> _Exercise goal_
Exactly reproduce the line containing "of the beige" together with every line after it, through the end of the entries, and give nothing more.

> _Records to use_
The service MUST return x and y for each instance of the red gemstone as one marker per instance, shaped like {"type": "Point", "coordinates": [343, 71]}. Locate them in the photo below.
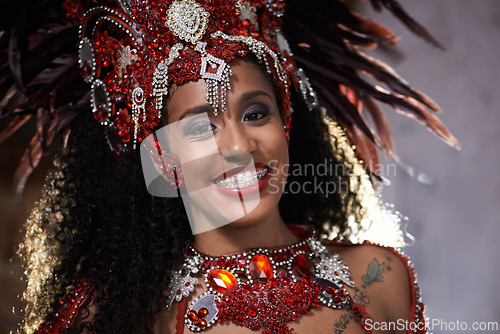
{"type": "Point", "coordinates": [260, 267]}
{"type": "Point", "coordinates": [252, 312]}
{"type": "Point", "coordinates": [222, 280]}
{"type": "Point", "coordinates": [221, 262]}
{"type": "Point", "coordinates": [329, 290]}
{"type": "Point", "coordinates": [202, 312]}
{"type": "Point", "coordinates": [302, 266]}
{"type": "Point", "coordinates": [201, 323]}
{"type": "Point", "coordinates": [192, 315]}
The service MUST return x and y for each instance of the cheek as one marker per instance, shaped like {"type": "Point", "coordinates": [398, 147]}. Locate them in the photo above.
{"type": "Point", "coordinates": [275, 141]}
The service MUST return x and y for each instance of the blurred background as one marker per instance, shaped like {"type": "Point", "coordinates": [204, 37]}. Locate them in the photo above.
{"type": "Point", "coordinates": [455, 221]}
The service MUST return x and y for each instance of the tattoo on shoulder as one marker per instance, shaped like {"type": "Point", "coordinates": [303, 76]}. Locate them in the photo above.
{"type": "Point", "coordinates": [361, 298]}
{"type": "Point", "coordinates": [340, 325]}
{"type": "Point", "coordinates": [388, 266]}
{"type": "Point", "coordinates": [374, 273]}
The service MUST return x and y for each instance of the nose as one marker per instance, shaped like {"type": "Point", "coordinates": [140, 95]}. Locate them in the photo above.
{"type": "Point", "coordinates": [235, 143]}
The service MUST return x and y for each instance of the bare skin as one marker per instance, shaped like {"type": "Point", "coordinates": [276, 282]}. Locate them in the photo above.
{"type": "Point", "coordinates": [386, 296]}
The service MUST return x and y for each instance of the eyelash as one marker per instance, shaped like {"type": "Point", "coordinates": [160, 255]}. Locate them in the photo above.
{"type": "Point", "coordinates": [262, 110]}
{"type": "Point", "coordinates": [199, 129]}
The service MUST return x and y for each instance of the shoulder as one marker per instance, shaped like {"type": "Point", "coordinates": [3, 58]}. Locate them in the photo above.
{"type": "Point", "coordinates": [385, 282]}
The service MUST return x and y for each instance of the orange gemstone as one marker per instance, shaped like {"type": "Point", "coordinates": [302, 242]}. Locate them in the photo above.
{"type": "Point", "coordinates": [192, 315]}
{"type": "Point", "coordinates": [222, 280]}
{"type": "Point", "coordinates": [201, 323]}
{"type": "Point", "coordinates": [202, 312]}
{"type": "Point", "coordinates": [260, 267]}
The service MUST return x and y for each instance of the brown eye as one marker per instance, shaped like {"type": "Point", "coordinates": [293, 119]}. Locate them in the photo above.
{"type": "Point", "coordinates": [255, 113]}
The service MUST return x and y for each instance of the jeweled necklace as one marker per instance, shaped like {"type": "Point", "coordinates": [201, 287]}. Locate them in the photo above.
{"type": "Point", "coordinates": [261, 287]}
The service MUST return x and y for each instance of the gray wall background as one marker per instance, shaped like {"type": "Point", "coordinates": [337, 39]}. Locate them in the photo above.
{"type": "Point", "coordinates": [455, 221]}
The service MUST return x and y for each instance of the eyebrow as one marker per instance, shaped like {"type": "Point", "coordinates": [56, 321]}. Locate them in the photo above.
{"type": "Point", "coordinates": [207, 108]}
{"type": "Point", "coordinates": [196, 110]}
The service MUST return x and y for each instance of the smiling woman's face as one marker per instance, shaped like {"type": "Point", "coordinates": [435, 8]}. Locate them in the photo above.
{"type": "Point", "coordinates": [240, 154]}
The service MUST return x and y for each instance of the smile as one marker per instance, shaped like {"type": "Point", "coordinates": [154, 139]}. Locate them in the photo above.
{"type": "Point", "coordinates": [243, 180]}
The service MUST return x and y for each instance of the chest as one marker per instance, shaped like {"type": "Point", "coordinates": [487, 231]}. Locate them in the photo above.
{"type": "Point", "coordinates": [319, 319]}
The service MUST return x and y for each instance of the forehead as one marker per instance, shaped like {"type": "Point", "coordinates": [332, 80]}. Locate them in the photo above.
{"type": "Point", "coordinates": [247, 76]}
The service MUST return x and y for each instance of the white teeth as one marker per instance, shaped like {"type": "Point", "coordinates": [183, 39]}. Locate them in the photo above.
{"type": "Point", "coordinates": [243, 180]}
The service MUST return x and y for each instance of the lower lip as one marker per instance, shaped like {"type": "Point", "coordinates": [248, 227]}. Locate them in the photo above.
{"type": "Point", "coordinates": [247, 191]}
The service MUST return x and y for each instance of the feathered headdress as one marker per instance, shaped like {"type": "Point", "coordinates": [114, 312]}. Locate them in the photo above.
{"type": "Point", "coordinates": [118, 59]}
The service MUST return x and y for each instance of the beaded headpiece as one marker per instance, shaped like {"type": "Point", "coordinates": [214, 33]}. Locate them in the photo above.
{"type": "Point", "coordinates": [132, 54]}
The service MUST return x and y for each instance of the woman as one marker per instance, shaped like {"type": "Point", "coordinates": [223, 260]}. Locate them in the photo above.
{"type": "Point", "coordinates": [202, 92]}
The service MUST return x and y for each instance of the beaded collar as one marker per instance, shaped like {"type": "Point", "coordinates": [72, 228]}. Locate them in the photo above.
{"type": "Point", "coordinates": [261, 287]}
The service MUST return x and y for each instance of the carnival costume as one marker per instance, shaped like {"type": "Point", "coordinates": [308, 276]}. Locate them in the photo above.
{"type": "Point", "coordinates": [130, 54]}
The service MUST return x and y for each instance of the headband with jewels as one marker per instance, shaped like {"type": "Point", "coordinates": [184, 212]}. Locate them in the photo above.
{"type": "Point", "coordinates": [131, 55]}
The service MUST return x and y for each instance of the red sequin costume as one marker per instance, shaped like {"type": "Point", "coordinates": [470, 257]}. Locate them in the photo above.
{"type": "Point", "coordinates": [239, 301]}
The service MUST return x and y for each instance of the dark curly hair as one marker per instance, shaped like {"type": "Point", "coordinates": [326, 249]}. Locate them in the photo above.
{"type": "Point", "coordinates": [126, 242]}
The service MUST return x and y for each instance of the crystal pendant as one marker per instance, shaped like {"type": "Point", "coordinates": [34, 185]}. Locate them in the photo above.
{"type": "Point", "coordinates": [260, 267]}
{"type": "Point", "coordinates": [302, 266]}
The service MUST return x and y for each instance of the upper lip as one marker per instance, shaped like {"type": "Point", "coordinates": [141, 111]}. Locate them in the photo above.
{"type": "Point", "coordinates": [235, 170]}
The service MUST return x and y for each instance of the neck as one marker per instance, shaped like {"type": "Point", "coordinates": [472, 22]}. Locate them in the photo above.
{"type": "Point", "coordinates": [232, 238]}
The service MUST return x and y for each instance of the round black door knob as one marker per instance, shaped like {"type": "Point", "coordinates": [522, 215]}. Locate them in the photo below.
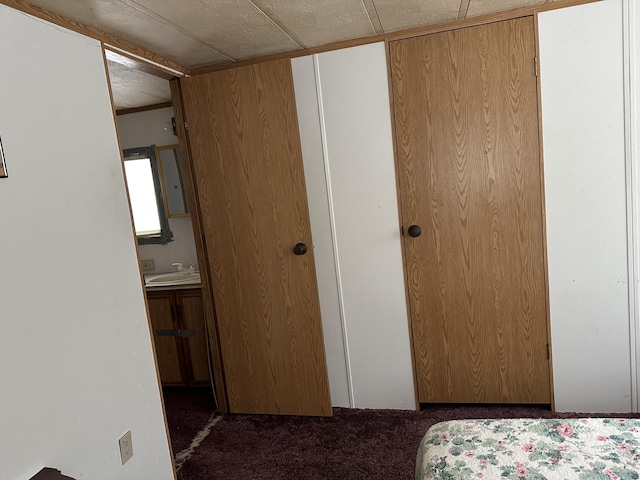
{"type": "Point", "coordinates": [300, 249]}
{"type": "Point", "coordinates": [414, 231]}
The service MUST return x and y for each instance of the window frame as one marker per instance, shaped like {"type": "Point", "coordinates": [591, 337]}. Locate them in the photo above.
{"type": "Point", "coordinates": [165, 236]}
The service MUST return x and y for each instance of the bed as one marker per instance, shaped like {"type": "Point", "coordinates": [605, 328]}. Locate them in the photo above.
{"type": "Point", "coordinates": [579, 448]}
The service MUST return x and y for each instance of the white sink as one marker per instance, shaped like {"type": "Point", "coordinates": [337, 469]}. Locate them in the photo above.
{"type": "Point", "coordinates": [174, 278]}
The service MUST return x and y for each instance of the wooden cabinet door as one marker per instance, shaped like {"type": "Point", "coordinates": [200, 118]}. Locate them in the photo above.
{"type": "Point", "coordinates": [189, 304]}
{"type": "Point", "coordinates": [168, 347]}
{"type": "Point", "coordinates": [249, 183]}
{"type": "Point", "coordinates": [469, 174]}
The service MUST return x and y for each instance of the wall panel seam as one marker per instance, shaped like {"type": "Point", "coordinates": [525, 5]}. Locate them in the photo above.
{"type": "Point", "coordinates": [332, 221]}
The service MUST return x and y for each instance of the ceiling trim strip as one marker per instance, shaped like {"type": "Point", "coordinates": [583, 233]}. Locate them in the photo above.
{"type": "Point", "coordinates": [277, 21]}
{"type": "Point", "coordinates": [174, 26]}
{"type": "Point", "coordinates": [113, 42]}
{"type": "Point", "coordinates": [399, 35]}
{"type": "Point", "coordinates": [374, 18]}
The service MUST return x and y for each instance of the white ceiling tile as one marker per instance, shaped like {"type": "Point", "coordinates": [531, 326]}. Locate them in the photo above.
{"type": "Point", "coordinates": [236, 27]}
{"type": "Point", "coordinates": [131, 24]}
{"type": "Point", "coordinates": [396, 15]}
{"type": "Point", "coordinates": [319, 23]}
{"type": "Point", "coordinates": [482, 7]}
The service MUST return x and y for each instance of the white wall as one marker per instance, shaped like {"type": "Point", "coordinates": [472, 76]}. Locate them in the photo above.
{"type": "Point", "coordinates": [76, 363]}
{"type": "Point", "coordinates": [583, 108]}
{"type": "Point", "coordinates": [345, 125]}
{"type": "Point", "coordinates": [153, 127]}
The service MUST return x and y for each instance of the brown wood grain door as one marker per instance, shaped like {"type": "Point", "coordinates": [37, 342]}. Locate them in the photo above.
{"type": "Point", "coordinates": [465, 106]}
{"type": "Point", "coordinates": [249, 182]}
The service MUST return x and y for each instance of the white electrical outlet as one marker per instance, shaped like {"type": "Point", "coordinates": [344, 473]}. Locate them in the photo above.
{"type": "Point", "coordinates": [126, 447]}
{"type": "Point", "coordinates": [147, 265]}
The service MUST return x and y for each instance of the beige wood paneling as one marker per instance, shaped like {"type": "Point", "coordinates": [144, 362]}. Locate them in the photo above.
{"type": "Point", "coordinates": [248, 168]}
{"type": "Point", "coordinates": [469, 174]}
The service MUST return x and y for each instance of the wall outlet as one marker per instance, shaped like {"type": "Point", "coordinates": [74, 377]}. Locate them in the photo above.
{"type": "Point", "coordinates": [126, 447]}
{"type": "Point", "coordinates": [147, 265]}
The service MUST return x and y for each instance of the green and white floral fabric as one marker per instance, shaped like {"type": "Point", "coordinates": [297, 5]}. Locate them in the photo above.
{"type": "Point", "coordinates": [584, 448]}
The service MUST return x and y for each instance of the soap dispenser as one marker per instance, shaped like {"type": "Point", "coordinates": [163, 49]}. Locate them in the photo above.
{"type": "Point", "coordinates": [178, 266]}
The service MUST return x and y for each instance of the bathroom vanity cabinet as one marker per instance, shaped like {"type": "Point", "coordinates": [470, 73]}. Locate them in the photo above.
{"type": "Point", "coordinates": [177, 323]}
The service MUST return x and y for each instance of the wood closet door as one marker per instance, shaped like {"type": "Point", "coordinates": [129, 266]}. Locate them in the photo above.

> _Full solution_
The service MUST return x and y for each instance of the beige wood paneling as one marker per instance, shaped like {"type": "Point", "coordinates": [144, 362]}. Locate them in the photo above.
{"type": "Point", "coordinates": [248, 168]}
{"type": "Point", "coordinates": [469, 174]}
The service MUST return x and y for each instance of the wall outlet as one marker per instance, shaped like {"type": "Point", "coordinates": [74, 377]}. Locate them in the photo above.
{"type": "Point", "coordinates": [126, 447]}
{"type": "Point", "coordinates": [147, 265]}
The service MUST return x and y for each instance of the green and white floral fabric as one marker per instance, shaped like {"type": "Point", "coordinates": [297, 5]}. Locate them in the photo above.
{"type": "Point", "coordinates": [584, 448]}
The service MUST return x and y for each instance of the soap dispenser as one marker per instance, shaped like {"type": "Point", "coordinates": [163, 49]}. Locate them in the photo above.
{"type": "Point", "coordinates": [178, 266]}
The service MUST return x and y for each instance of the bathroom vanity cabinet as one marker per instance, shaped like {"type": "Point", "coordinates": [470, 73]}. Locate them in the photo above.
{"type": "Point", "coordinates": [177, 323]}
The service MUST return x and y for each instance of the wood closet door as one marker per instance, shaped like {"type": "Point", "coordinates": [129, 266]}. Locate them in the photo above.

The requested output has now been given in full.